Copy the data below word for word, keeping every line unchanged and in the same order.

Items:
* Start *

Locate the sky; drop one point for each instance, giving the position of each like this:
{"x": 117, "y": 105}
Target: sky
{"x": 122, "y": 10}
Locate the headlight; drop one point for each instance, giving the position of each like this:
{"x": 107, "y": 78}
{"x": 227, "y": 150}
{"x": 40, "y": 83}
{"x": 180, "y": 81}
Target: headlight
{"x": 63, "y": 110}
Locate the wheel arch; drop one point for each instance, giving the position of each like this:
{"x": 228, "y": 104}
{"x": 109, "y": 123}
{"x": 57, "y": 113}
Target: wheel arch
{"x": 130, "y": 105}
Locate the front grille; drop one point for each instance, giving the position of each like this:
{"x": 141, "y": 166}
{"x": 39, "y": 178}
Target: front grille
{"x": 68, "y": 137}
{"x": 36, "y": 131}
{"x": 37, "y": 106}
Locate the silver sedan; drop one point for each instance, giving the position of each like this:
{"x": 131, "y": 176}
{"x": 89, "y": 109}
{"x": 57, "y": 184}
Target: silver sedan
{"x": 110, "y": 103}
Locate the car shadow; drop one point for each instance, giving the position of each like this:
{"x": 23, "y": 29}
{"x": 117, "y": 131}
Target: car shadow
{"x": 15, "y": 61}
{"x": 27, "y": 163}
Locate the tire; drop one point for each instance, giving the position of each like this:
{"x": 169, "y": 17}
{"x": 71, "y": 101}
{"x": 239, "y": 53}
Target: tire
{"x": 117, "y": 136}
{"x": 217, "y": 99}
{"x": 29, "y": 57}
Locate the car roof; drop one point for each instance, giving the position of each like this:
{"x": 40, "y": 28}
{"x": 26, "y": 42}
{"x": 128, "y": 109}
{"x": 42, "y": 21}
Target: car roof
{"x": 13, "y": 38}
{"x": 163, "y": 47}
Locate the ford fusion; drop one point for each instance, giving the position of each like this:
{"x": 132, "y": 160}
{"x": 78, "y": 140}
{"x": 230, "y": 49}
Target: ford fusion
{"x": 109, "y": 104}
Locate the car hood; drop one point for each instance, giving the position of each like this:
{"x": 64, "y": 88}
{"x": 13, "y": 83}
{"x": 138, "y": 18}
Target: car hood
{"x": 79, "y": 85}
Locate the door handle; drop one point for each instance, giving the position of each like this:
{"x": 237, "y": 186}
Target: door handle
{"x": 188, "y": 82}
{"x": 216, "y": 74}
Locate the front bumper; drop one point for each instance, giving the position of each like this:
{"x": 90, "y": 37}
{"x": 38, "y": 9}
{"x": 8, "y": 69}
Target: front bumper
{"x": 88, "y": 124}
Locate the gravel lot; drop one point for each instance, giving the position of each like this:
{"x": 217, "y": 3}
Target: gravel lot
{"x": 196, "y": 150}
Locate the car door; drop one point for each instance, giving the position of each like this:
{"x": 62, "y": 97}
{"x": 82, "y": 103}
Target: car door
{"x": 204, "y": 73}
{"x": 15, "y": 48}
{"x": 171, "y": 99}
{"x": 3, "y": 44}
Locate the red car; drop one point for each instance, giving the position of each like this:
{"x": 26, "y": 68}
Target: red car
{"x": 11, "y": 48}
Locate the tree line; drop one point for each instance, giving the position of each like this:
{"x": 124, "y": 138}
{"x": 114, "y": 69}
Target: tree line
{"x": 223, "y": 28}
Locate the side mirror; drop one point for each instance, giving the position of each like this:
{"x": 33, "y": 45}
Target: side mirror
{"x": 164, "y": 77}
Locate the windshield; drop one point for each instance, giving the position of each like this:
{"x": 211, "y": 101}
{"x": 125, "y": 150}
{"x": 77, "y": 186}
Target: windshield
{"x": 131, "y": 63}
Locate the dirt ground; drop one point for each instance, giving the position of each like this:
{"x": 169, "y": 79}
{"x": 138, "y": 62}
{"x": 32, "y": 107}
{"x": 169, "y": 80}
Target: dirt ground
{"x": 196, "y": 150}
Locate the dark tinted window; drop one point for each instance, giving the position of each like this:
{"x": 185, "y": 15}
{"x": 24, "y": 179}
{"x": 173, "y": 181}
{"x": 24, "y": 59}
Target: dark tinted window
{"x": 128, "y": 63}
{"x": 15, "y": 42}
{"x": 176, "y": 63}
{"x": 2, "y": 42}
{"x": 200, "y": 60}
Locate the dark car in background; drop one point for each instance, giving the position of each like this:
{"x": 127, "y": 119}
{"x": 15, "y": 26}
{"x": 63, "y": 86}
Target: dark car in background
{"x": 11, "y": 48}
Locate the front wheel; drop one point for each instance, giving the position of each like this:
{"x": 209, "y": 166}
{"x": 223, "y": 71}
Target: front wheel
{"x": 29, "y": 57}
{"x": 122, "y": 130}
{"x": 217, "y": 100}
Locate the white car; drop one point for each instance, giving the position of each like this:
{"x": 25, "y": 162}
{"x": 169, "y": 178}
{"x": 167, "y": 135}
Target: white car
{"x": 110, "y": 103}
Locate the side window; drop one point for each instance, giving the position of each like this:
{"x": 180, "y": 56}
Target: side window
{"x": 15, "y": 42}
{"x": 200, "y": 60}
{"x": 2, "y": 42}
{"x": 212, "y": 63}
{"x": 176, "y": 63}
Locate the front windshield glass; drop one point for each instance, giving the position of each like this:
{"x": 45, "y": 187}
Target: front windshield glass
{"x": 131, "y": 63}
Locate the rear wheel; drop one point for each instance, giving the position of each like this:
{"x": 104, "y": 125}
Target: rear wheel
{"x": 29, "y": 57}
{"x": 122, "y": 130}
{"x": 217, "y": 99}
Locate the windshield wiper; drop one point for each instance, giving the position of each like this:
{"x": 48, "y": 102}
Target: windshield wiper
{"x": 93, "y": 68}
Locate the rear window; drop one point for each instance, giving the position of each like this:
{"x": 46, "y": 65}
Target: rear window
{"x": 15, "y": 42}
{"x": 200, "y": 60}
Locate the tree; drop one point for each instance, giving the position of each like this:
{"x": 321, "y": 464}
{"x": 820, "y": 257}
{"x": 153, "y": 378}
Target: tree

* End *

Answer to this task:
Locate the sky; drop one point for each instance, giving the position of each like this:
{"x": 117, "y": 105}
Target: sky
{"x": 122, "y": 10}
Locate the headlight; drop one point for each instance, giving the position of each like this:
{"x": 107, "y": 78}
{"x": 227, "y": 150}
{"x": 40, "y": 83}
{"x": 180, "y": 81}
Target: headlight
{"x": 63, "y": 110}
Locate the wheel arch; drop one point for each instance, giving the position of each like this:
{"x": 228, "y": 104}
{"x": 109, "y": 123}
{"x": 57, "y": 113}
Target: wheel arch
{"x": 130, "y": 105}
Locate the front grille; drop one point for each instance, giving the position of each like this:
{"x": 141, "y": 166}
{"x": 39, "y": 178}
Target: front grille
{"x": 68, "y": 137}
{"x": 36, "y": 131}
{"x": 37, "y": 106}
Locate the silver sedan; drop one point for each instance, giving the position of each like this:
{"x": 131, "y": 176}
{"x": 89, "y": 109}
{"x": 57, "y": 184}
Target: silver sedan
{"x": 110, "y": 103}
Locate the car shadow; drop one point for each instance, giving the position of each like this:
{"x": 23, "y": 29}
{"x": 117, "y": 131}
Target: car shadow
{"x": 15, "y": 61}
{"x": 27, "y": 163}
Locate the tire; drop one point for each instance, giving the position of each like this:
{"x": 169, "y": 17}
{"x": 71, "y": 101}
{"x": 239, "y": 53}
Target: tire
{"x": 117, "y": 136}
{"x": 217, "y": 99}
{"x": 29, "y": 57}
Locate the car roof; drop one point for each instance, giving the position of each like this:
{"x": 40, "y": 28}
{"x": 26, "y": 42}
{"x": 128, "y": 109}
{"x": 42, "y": 21}
Target: car roof
{"x": 13, "y": 38}
{"x": 163, "y": 47}
Locate the ford fusion; drop one point for each instance, giving the position of each like this:
{"x": 132, "y": 160}
{"x": 78, "y": 140}
{"x": 230, "y": 49}
Target: ford fusion
{"x": 109, "y": 104}
Locate the car hood; drop one point for each instance, giving the position of each like this:
{"x": 64, "y": 88}
{"x": 13, "y": 83}
{"x": 138, "y": 18}
Target: car hood
{"x": 79, "y": 85}
Locate the door handle; drop one point for each instance, giving the position of each like this:
{"x": 237, "y": 186}
Target: door handle
{"x": 188, "y": 82}
{"x": 216, "y": 74}
Locate the front bumper; drop one point for each instance, giving the position of each like this:
{"x": 90, "y": 37}
{"x": 38, "y": 9}
{"x": 8, "y": 69}
Target: front bumper
{"x": 88, "y": 124}
Locate the gravel lot; drop one point for each instance, giving the position of each like this:
{"x": 217, "y": 3}
Target: gravel lot
{"x": 196, "y": 150}
Locate the car door; drop one point for each instance, giving the position of each like this:
{"x": 62, "y": 97}
{"x": 82, "y": 103}
Target: car door
{"x": 204, "y": 73}
{"x": 15, "y": 48}
{"x": 171, "y": 99}
{"x": 3, "y": 44}
Locate the red car; drop one point for each instance, giving the position of each like this:
{"x": 26, "y": 68}
Target: red car
{"x": 11, "y": 48}
Locate the tree line; drop one point for each instance, giving the position of each like this:
{"x": 124, "y": 138}
{"x": 114, "y": 69}
Target: tree line
{"x": 223, "y": 28}
Locate the side mirror; drop one point for each instance, giving the position of each like this:
{"x": 33, "y": 45}
Target: side mirror
{"x": 164, "y": 77}
Locate the windshield; drop one point for each instance, giving the position of each like this:
{"x": 211, "y": 101}
{"x": 125, "y": 150}
{"x": 77, "y": 186}
Target: windshield
{"x": 131, "y": 63}
Locate the dirt ground; drop one point for each instance, giving the position of each like this:
{"x": 169, "y": 79}
{"x": 138, "y": 62}
{"x": 32, "y": 107}
{"x": 169, "y": 80}
Target: dirt ground
{"x": 196, "y": 150}
Locate the dark tinted window; drop one point for each instance, giving the position of each like this:
{"x": 185, "y": 15}
{"x": 24, "y": 179}
{"x": 173, "y": 181}
{"x": 24, "y": 59}
Target: dark tinted window
{"x": 128, "y": 63}
{"x": 15, "y": 42}
{"x": 176, "y": 63}
{"x": 2, "y": 42}
{"x": 200, "y": 60}
Locate the dark car in background; drop one point for each instance, giving the position of each like this:
{"x": 127, "y": 119}
{"x": 15, "y": 26}
{"x": 63, "y": 86}
Target: dark car in background
{"x": 11, "y": 48}
Locate the front wheel; drop one point for each instance, giving the position of each like this:
{"x": 209, "y": 166}
{"x": 223, "y": 71}
Target: front wheel
{"x": 29, "y": 57}
{"x": 122, "y": 130}
{"x": 217, "y": 100}
Locate the white car; drop one point for each instance, giving the position of each like this:
{"x": 25, "y": 162}
{"x": 169, "y": 178}
{"x": 167, "y": 135}
Target: white car
{"x": 110, "y": 103}
Locate the side window; drop one point for each instance, giving the position of each like this:
{"x": 180, "y": 56}
Target: side window
{"x": 15, "y": 42}
{"x": 200, "y": 60}
{"x": 2, "y": 42}
{"x": 212, "y": 63}
{"x": 176, "y": 63}
Locate the front windshield glass; drop one point for each instance, giving the position of each like this:
{"x": 45, "y": 187}
Target: front windshield glass
{"x": 131, "y": 63}
Locate the rear wheel; drop one point for each instance, giving the position of each like this:
{"x": 104, "y": 125}
Target: rear wheel
{"x": 29, "y": 57}
{"x": 122, "y": 130}
{"x": 217, "y": 99}
Locate the windshield wiper; drop one point for each instance, giving the position of each like this:
{"x": 48, "y": 102}
Target: windshield wiper
{"x": 93, "y": 68}
Locate the rear window; drop one point for each instance, giving the position of each like this:
{"x": 46, "y": 65}
Target: rear window
{"x": 15, "y": 42}
{"x": 200, "y": 60}
Locate the tree; drop one point for each instance, giving the position of each like this:
{"x": 321, "y": 464}
{"x": 820, "y": 257}
{"x": 153, "y": 378}
Target: tree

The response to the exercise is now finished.